**TEXT SECTION:**
## begin

Amazon Books? Four reasons why booksellers can remain calm

Amazon Books
From my visit at the Amazon Books location at the The Shops at Columbus Circle.

It is ironic, and for some it may seem odd, that in the midst of decades of brick-and-mortar bookstores closing their doors, a hugely successful e-tailer like Amazon would decide to venture into the concrete bookstore business with Amazon Books.  Or is it?

I have seen the demise of Borders/Waldenbooks, Joseph Beth Booksellers, and the rise and fall of Barnes & Noble stores; the feuds between the independents and the chains when wonderful stores like BookPeople in Austin, TX thought they were doomed; when Costco and other giant stores started selling large quantities of bestsellers at deep discounts, perhaps underselling the competition; and the power of e-commerce, with Amazon presiding over the field.  Every change in the book business makes the publishing community anxious. Clearly, with some businesses succeeding and others failing, there is a need to be able to roll with the punches.  But perhaps if we take a wide angle view of things we might be able to hold onto a few constants that will create paths of opportunity and assure people that although some things look different, the basic precepts of the marketplace and sales still prevail.

  1. Brick-and-mortar bookstores are not dying.  Yes, chains like Borders are long gone and Barnes & Noble may not be able to support a store every ten miles, but independents are going strong.  According to this article on Quartz, between 2009 and 2015 the number of independent bookstores increased by 35%.
  2. E-book sales are falling flat.  Many sources have been reporting that e-books are falling out of their previous favor.  Let’s face it, devices may be convenient but they have their issues.  Batteries lose their charge and if you don’t have an active WiFi connection you can’t download a new book whenever you want one.  And, if you are reading for content, it’s very difficult to highlight sections and go back to them in the same manner as you would mark or dog-ear a page you need to reference later.

## end

**WRITTEN TASK:**
Decide whether each statement agrees with the article on Amazon Books, answering yes or no and quoting the words of the article that settle it. 1. Independent bookstores grew in number by 35% between 2009 and 2015. 2. The article describes e-book sales as rising. 3. The article asserts that Barnes & Noble can support a store every ten miles.

**LISTED ENTRIES:**
## begin

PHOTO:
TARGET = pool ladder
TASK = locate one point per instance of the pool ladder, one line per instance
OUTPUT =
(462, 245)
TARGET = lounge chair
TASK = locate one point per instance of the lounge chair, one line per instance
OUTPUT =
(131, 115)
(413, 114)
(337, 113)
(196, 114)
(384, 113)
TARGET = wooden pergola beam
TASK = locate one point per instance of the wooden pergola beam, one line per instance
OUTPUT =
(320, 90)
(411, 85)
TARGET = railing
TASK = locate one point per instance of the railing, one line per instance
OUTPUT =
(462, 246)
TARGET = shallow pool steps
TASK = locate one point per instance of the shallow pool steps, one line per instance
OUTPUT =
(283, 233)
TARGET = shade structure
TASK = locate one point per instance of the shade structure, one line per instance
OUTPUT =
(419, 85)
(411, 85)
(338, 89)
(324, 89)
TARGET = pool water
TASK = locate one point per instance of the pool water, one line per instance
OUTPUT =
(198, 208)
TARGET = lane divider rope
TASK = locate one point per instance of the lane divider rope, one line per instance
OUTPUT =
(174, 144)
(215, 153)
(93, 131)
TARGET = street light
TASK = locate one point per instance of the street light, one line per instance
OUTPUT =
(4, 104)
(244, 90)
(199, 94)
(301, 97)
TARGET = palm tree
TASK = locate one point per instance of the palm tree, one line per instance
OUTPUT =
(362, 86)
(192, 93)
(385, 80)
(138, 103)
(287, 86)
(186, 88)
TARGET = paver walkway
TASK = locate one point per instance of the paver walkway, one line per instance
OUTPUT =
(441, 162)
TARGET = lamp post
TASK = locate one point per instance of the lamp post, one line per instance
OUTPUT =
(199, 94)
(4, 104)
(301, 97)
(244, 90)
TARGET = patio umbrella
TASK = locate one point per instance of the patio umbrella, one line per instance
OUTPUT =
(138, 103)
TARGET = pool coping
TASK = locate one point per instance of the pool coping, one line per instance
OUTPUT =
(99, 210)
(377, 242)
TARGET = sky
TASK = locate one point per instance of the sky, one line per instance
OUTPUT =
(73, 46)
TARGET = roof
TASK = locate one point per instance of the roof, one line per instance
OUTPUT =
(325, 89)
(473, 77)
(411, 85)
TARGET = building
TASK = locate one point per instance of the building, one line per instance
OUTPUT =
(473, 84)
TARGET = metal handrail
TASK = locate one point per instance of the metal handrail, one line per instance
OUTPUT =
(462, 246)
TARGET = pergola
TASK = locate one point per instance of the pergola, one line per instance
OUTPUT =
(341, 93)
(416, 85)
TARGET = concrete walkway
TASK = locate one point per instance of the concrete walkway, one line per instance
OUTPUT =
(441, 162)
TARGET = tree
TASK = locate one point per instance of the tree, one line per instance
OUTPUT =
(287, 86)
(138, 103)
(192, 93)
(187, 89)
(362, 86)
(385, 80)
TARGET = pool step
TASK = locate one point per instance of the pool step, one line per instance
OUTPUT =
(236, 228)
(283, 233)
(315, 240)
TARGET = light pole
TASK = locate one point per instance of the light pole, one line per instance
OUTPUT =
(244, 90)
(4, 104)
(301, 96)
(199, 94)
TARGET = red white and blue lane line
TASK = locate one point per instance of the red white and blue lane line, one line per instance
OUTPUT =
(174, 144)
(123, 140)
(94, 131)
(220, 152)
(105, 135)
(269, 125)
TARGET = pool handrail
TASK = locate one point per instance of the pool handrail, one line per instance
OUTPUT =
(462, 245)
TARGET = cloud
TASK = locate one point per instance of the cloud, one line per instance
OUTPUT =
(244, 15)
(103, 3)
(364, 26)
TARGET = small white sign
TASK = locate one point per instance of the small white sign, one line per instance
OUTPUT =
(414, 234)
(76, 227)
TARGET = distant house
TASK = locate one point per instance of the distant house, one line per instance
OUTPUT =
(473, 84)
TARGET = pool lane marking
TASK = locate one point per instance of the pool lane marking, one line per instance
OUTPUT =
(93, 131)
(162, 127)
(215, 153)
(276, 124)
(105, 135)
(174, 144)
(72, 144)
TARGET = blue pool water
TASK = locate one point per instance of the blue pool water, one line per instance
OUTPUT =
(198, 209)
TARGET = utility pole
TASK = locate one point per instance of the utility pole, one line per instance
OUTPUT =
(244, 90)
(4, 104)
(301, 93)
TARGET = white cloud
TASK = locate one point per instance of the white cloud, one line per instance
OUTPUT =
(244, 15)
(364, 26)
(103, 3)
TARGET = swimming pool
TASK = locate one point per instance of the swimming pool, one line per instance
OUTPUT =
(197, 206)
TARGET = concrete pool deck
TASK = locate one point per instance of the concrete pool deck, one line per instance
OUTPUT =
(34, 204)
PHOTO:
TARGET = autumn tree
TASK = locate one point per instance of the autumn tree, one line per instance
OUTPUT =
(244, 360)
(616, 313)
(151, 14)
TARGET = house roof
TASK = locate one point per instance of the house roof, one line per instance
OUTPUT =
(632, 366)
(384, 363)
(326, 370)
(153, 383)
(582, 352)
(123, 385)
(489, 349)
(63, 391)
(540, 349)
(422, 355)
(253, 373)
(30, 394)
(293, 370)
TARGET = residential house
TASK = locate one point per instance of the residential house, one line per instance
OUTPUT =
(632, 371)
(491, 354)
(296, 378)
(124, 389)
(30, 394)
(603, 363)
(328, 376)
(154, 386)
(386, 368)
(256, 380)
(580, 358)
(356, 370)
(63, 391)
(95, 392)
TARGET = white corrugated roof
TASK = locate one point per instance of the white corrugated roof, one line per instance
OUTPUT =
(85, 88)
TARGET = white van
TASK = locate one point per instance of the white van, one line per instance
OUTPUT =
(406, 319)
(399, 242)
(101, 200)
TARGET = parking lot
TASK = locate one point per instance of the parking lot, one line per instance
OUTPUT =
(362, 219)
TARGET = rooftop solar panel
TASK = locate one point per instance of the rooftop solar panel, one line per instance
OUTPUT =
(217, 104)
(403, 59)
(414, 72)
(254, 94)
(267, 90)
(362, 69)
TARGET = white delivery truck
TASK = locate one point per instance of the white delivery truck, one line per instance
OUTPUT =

## end

**SOLUTION TO THE PROBLEM:**
1. Yes: "between 2009 and 2015 the number of independent bookstores increased by 35%"
2. No: "E-book sales are falling flat."
3. No: "Barnes & Noble may not be able to support a store every ten miles"